Entries taken from a collection:
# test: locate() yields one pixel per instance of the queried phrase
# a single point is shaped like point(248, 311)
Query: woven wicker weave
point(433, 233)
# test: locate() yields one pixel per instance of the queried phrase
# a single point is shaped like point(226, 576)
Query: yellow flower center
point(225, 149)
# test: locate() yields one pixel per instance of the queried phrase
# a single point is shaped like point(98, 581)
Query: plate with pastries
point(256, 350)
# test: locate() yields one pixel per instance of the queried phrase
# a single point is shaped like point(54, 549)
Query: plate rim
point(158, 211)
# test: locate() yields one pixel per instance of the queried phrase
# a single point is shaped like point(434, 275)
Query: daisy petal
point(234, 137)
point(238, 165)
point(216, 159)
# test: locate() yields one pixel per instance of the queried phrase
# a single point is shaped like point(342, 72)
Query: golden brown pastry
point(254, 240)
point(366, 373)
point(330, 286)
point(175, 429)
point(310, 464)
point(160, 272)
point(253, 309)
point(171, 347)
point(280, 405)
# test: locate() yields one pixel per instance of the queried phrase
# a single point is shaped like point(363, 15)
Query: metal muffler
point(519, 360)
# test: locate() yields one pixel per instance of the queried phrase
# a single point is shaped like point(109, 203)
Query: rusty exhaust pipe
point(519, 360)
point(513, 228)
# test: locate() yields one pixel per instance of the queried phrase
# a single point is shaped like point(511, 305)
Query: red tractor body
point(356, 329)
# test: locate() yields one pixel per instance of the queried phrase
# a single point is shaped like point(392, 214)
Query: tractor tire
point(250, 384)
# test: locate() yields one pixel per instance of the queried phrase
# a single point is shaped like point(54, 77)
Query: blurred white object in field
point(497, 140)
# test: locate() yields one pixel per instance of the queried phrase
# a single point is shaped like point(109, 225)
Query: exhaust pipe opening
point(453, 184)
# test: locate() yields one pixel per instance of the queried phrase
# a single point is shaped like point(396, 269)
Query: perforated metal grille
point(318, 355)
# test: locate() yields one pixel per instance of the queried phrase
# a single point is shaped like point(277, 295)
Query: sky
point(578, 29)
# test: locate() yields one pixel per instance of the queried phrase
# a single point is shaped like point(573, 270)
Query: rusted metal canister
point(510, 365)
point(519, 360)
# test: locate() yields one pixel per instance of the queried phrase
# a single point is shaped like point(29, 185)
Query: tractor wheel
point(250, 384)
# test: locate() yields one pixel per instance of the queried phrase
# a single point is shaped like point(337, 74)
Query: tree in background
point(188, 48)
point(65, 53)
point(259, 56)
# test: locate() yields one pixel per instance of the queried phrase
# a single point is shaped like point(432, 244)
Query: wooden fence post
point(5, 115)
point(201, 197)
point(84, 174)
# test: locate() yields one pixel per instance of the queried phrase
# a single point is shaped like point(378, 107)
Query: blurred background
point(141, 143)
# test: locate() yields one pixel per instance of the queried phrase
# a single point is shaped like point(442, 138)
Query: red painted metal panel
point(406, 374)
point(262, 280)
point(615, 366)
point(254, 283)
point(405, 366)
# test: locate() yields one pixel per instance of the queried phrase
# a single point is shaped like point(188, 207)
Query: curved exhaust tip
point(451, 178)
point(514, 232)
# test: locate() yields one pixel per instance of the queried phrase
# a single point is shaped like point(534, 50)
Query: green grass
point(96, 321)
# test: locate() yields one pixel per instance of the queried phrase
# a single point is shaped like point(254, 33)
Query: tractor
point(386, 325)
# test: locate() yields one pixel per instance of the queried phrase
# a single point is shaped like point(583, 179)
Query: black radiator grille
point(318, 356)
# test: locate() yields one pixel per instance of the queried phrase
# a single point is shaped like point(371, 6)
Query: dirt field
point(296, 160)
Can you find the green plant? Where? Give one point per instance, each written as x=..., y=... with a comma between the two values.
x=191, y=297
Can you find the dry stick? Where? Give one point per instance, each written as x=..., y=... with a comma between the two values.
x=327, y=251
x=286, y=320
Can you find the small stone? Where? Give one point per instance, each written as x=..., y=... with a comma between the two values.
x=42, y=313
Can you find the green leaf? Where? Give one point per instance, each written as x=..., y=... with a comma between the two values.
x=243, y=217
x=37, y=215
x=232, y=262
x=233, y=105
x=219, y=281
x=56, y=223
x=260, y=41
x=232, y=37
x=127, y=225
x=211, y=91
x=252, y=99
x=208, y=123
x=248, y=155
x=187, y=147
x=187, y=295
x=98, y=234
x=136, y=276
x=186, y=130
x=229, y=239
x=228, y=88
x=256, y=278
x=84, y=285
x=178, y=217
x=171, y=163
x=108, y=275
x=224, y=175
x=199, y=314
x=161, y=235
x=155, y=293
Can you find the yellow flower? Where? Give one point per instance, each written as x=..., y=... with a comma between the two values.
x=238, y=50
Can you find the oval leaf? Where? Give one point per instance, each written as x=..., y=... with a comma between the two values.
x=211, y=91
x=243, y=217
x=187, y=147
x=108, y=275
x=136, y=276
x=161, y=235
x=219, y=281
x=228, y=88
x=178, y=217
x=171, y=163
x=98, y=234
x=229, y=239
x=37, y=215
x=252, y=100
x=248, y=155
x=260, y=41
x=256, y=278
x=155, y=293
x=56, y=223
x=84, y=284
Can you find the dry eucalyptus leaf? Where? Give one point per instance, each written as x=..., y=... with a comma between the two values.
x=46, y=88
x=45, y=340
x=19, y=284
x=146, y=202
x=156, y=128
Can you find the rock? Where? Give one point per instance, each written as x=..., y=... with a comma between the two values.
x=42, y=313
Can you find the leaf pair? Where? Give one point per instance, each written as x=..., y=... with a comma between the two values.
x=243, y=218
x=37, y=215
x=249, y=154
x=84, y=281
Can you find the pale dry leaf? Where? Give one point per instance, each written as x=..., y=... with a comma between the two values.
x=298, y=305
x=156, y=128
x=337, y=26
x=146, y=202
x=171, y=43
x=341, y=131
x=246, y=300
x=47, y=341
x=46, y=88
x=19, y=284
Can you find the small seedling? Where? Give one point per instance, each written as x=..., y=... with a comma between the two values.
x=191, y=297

[Exercise details] Repeat the data word for word. Leave nothing out.

[Completed exercise]
# test: locate() yields one pixel per instance of the queried phrase
# a single point is shaped like point(248, 311)
Query: woven wicker weave
point(433, 233)
# test: locate() yields one pixel per instance of the queried phrase
# a single point is shaped like point(226, 576)
Query: yellow flower center
point(225, 149)
# test: locate() yields one pixel per instance of the queried phrase
# a single point is shaped like point(98, 581)
Query: plate with pastries
point(256, 350)
# test: locate() yields one pixel per instance of the queried phrase
# a single point is shaped like point(54, 549)
Query: plate rim
point(158, 211)
# test: locate() yields one pixel per instance of the queried phrase
# a single point is shaped like point(434, 275)
Query: daisy petal
point(234, 137)
point(238, 165)
point(216, 159)
# test: locate() yields one pixel per instance of the queried phrase
# a single point is shaped like point(342, 72)
Query: golden brown pastry
point(254, 240)
point(366, 373)
point(330, 286)
point(175, 429)
point(310, 464)
point(160, 272)
point(253, 309)
point(171, 347)
point(280, 405)
# test: locate() yields one pixel per instance of the queried phrase
# a single point is shaped like point(363, 15)
Query: metal muffler
point(519, 360)
# test: locate() yields one pixel per instance of the queried phrase
# a single point is shaped like point(109, 203)
Query: rusty exhaust pipe
point(519, 360)
point(513, 228)
# test: locate() yields one pixel per instance of the queried phrase
# a single point is shaped like point(511, 305)
Query: red tractor body
point(356, 329)
# test: locate() yields one pixel per instance of the queried phrase
# a single point is shaped like point(392, 214)
Query: tractor tire
point(250, 384)
# test: locate() yields one pixel per instance of the queried phrase
# a single point is shaped like point(54, 77)
Query: blurred white object in field
point(497, 140)
# test: locate() yields one pixel per instance of the queried phrase
# a single point is shaped like point(109, 225)
Query: exhaust pipe opening
point(453, 184)
# test: locate() yields one pixel per instance of the queried phrase
# a single point is shaped like point(396, 269)
Query: perforated metal grille
point(318, 355)
# test: locate() yields one pixel per instance of the queried phrase
# a single point is shaped like point(277, 295)
Query: sky
point(578, 29)
# test: locate() yields one pixel per instance of the queried phrase
# a single point is shaped like point(573, 270)
Query: rusted metal canister
point(510, 365)
point(519, 360)
# test: locate() yields one pixel per instance of the queried phrase
# a single point is shaped like point(29, 185)
Query: tractor wheel
point(250, 384)
# test: locate() yields one pixel per instance of the queried phrase
# a single point is shaped like point(337, 74)
Query: tree in background
point(188, 48)
point(65, 53)
point(259, 56)
# test: locate() yields one pixel per instance of the queried phrase
# a single point is shaped like point(432, 244)
Query: wooden fence post
point(5, 115)
point(201, 197)
point(84, 174)
# test: locate() yields one pixel per instance of the queried phrase
# a single point is shaped like point(378, 107)
Query: blurred background
point(141, 143)
# test: locate() yields one pixel per instance of the queried phrase
# a single point is shaped like point(442, 138)
Query: red painted metal panel
point(406, 374)
point(262, 280)
point(615, 366)
point(254, 283)
point(405, 366)
# test: locate() yields one pixel per instance of the queried phrase
# a single point is shaped like point(188, 207)
Query: curved exhaust tip
point(451, 178)
point(514, 232)
# test: locate() yields one pixel per instance of the queried phrase
# a single point is shaped like point(534, 50)
Query: green grass
point(96, 321)
# test: locate() yields one pixel per instance of the queried phrase
# a single point is shaped like point(254, 33)
Query: tractor
point(386, 325)
# test: locate() yields one pixel per instance of the queried phrase
# a single point is shaped like point(583, 179)
Query: black radiator grille
point(318, 356)
# test: locate() yields one pixel per instance of the queried phrase
# a single point is shaped like point(371, 6)
Query: dirt field
point(296, 160)
Can you find the green plant? Where? Give one point per instance, each written as x=..., y=... with a comma between the two values.
x=191, y=297
Can you find the dry stick? Where? Give one point per instance, each written as x=..., y=... with a comma between the two values.
x=327, y=251
x=286, y=320
Can you find the small stone? Where? Give one point per instance, each written as x=..., y=... with a comma between the two values.
x=42, y=313
Can you find the green leaf? Where? Give one point per instance, each written as x=..., y=... with a comma between the two values.
x=243, y=217
x=37, y=215
x=232, y=262
x=233, y=105
x=219, y=281
x=56, y=223
x=260, y=41
x=232, y=37
x=127, y=225
x=211, y=91
x=252, y=99
x=208, y=123
x=248, y=155
x=187, y=147
x=187, y=295
x=98, y=234
x=136, y=276
x=186, y=130
x=229, y=239
x=228, y=88
x=256, y=278
x=84, y=285
x=178, y=217
x=171, y=163
x=108, y=275
x=224, y=175
x=199, y=314
x=161, y=235
x=155, y=293
Can you find the yellow flower? Where? Give one point per instance, each written as x=..., y=... with a comma between the two values.
x=238, y=50
Can you find the oval leaf? Where? Give one point per instance, each written as x=..., y=... with a comma between the two values.
x=211, y=91
x=243, y=217
x=187, y=147
x=108, y=275
x=136, y=276
x=161, y=235
x=219, y=281
x=228, y=88
x=178, y=217
x=171, y=163
x=98, y=234
x=229, y=239
x=37, y=215
x=252, y=100
x=248, y=155
x=260, y=41
x=256, y=278
x=155, y=293
x=56, y=223
x=84, y=284
Can you find the dry eucalyptus leaf? Where? Give one point per instance, each written as x=..., y=... with a comma between the two values.
x=46, y=88
x=45, y=340
x=19, y=284
x=146, y=202
x=156, y=128
Can you find the rock? Where? Give one point per instance, each written as x=..., y=... with a comma between the two values.
x=42, y=313
Can you find the leaf pair? Where? Give one point per instance, each written as x=..., y=... with a comma between the two values.
x=243, y=218
x=37, y=215
x=249, y=154
x=84, y=281
Can you find the pale dry leaf? Where? Give one point per instance, each written as x=..., y=... with a comma between the two values.
x=298, y=305
x=156, y=128
x=337, y=26
x=146, y=202
x=171, y=43
x=341, y=131
x=246, y=300
x=47, y=341
x=46, y=88
x=19, y=284
Can you find the small seedling? Where? Give one point per instance, each written as x=..., y=... with a comma between the two values.
x=191, y=297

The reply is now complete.